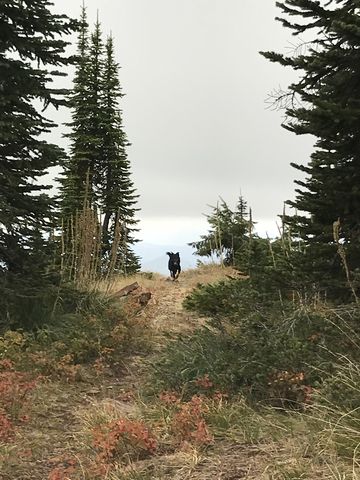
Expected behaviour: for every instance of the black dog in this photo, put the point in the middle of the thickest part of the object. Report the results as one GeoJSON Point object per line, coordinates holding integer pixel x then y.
{"type": "Point", "coordinates": [174, 264]}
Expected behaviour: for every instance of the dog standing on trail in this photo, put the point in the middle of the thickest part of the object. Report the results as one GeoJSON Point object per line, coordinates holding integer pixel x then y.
{"type": "Point", "coordinates": [174, 264]}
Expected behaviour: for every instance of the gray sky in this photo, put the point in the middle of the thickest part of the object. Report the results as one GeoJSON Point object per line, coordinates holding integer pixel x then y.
{"type": "Point", "coordinates": [195, 109]}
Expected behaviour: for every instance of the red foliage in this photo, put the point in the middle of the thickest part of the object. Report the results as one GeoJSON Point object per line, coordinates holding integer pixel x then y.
{"type": "Point", "coordinates": [189, 424]}
{"type": "Point", "coordinates": [14, 389]}
{"type": "Point", "coordinates": [124, 436]}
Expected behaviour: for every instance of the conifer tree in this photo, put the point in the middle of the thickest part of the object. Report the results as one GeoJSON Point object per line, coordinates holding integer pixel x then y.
{"type": "Point", "coordinates": [31, 46]}
{"type": "Point", "coordinates": [116, 190]}
{"type": "Point", "coordinates": [98, 169]}
{"type": "Point", "coordinates": [325, 103]}
{"type": "Point", "coordinates": [77, 166]}
{"type": "Point", "coordinates": [229, 234]}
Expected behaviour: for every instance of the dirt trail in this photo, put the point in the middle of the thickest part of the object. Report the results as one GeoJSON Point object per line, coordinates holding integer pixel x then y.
{"type": "Point", "coordinates": [50, 437]}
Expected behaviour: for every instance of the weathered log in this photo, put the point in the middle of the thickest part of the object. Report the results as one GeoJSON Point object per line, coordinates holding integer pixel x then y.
{"type": "Point", "coordinates": [144, 298]}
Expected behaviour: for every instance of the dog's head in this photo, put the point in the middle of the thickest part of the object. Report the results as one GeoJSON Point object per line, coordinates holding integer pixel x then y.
{"type": "Point", "coordinates": [174, 258]}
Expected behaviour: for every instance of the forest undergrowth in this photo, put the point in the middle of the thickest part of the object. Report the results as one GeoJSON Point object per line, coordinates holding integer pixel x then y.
{"type": "Point", "coordinates": [167, 389]}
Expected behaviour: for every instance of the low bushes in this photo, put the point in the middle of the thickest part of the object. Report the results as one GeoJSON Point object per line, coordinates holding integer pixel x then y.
{"type": "Point", "coordinates": [98, 332]}
{"type": "Point", "coordinates": [262, 348]}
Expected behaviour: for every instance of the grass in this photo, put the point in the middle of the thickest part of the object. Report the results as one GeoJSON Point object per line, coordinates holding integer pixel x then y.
{"type": "Point", "coordinates": [201, 436]}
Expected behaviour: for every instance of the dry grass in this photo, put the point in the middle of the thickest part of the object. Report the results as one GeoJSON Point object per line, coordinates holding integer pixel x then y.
{"type": "Point", "coordinates": [248, 444]}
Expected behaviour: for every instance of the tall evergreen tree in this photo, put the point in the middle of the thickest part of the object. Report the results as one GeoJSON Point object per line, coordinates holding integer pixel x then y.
{"type": "Point", "coordinates": [98, 168]}
{"type": "Point", "coordinates": [31, 46]}
{"type": "Point", "coordinates": [77, 166]}
{"type": "Point", "coordinates": [116, 190]}
{"type": "Point", "coordinates": [327, 106]}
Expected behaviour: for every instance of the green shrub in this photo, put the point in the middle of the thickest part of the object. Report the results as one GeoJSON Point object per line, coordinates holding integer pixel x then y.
{"type": "Point", "coordinates": [267, 350]}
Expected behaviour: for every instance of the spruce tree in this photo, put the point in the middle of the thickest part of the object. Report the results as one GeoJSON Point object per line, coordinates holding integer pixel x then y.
{"type": "Point", "coordinates": [229, 234]}
{"type": "Point", "coordinates": [116, 190]}
{"type": "Point", "coordinates": [76, 167]}
{"type": "Point", "coordinates": [325, 103]}
{"type": "Point", "coordinates": [98, 170]}
{"type": "Point", "coordinates": [31, 46]}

────────

* **To do**
Pictures stay out, but every record above is to be returned exactly.

* **Answer for this exercise**
Expected behaviour: for every instance of the black dog in this photo, put the point in the middle of the thickest part of the object. Report the results as one GeoJSON Point object per line, coordinates holding integer pixel x then y.
{"type": "Point", "coordinates": [174, 264]}
Expected behaviour: for every instance of the dog standing on trail in this photo, put the point in the middle of the thickest part of the object. Report the results as one GeoJSON Point object per line, coordinates holding integer pixel x then y.
{"type": "Point", "coordinates": [174, 264]}
Expected behaviour: for every instance of the gray sky in this photo, put the point in the middle of the thickest part of the object. Report the results as one GeoJSON Point object per line, coordinates holding integer pixel x then y.
{"type": "Point", "coordinates": [195, 109]}
Expected behaviour: for every instance of the red foliage in this photo, put the point in the middle of the thickest part of the object. Report the results as one GeoJSON Point object per line, coordinates holding integer pixel x then y.
{"type": "Point", "coordinates": [189, 424]}
{"type": "Point", "coordinates": [14, 389]}
{"type": "Point", "coordinates": [124, 436]}
Expected behaviour: for every instance of the conifer tree in this photo, put the point in the middle of the thickest part of the object. Report the results as one GeoJSON Point object per line, coordinates holding integer pixel x then y.
{"type": "Point", "coordinates": [31, 46]}
{"type": "Point", "coordinates": [116, 190]}
{"type": "Point", "coordinates": [98, 169]}
{"type": "Point", "coordinates": [325, 103]}
{"type": "Point", "coordinates": [77, 166]}
{"type": "Point", "coordinates": [229, 234]}
Expected behaviour: for every instance of the dirt trail in this photo, put the point in the middle of the thickest part of the object. Report the results as one GeoJSON Point object per line, coordinates holding integer pixel x then y.
{"type": "Point", "coordinates": [50, 437]}
Expected behaviour: for every instance of the weathered log in this photo, put the point in the middle of the thickest part of the object. Report the results as one GeoJSON Point object per line, coordinates holding integer pixel x then y.
{"type": "Point", "coordinates": [144, 298]}
Expected behaviour: for every instance of the dog's head in this photo, put the point in the middle of the thickest part of the object. Report the results as one GeoJSON Point object per line, coordinates holding integer pixel x then y.
{"type": "Point", "coordinates": [174, 258]}
Expected behaviour: for every instance of the forest undergrowth in this photo, put the point in the middle of the thickest part of the object. Report the results as one GeoJSON Point object per line, coordinates holding integer pixel x then y.
{"type": "Point", "coordinates": [167, 389]}
Expected behaviour: for every instance of the low bushes in this photo, put the point in the middle of the thickest part of the object. Report the results as one GeoJSON Point object per line, coordinates holding integer pixel x then y.
{"type": "Point", "coordinates": [98, 332]}
{"type": "Point", "coordinates": [262, 348]}
Expected behaviour: for every instance of the grass in this photo, put the point in the middle of the thickest part of the object. Report the results as one GeoJSON Point object per line, coordinates holding integer pixel x then y.
{"type": "Point", "coordinates": [201, 436]}
Expected behaviour: for every instance of the dry grass in this photo, put the point in the middle of the thickest part of the object. Report the results as one GeoJSON Point object per line, coordinates holding integer pixel x then y.
{"type": "Point", "coordinates": [248, 444]}
Expected behaviour: for every instance of the tall evergreen tree in this photo, put the point in the middle of the thickest part of the object. Report the results as one GeoJSON Point object per line, coordinates holding integer pixel x then y.
{"type": "Point", "coordinates": [98, 168]}
{"type": "Point", "coordinates": [31, 46]}
{"type": "Point", "coordinates": [77, 166]}
{"type": "Point", "coordinates": [116, 190]}
{"type": "Point", "coordinates": [327, 106]}
Expected behaviour: for every instance of the green shrub in this photo, put the point in the middle of the thickest part of the object. Report the results as one GeoJSON Point object per line, coordinates holding integer pixel x then y.
{"type": "Point", "coordinates": [267, 350]}
Expected behaviour: for every instance of the spruce tree in this photo, put the point in the middle of the thickest part of the object. Report the results as one GeoJSON Point object per line, coordinates holding integer pixel x then y.
{"type": "Point", "coordinates": [229, 234]}
{"type": "Point", "coordinates": [116, 190]}
{"type": "Point", "coordinates": [76, 167]}
{"type": "Point", "coordinates": [325, 103]}
{"type": "Point", "coordinates": [98, 170]}
{"type": "Point", "coordinates": [31, 46]}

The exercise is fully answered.